## EXERCISE
Return every line in the items below that contains the string "window". Case counts.

## Entries from a dataset
------------------------
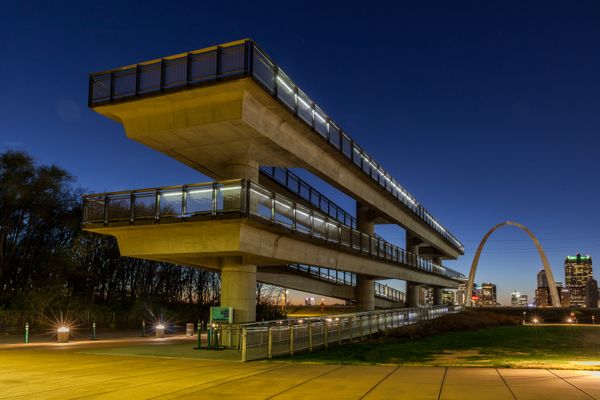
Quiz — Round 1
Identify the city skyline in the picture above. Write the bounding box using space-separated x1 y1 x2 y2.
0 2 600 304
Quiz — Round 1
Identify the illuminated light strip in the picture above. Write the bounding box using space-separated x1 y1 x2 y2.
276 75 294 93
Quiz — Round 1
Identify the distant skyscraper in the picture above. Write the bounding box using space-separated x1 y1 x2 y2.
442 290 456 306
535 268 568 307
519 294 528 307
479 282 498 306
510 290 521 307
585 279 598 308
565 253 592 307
------------------------
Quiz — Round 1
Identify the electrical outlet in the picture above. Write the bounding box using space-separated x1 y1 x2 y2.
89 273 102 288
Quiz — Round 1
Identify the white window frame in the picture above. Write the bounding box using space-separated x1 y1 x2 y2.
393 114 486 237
------------------------
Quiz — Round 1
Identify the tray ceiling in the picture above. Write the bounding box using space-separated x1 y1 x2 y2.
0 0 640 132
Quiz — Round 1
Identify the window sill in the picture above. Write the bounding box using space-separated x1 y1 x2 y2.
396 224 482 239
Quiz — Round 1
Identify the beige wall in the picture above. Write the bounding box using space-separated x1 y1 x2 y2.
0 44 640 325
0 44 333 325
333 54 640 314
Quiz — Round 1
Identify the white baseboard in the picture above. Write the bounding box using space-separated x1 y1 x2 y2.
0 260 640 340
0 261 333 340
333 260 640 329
------------------------
## ANSWER TO THE EXERCISE
Identify the white window frame in the picture above. Write the bounding box using space-separated x1 y1 x2 y2.
Identify the window sill in the picture above. Write the bounding box using space-separated x1 y1 x2 y2.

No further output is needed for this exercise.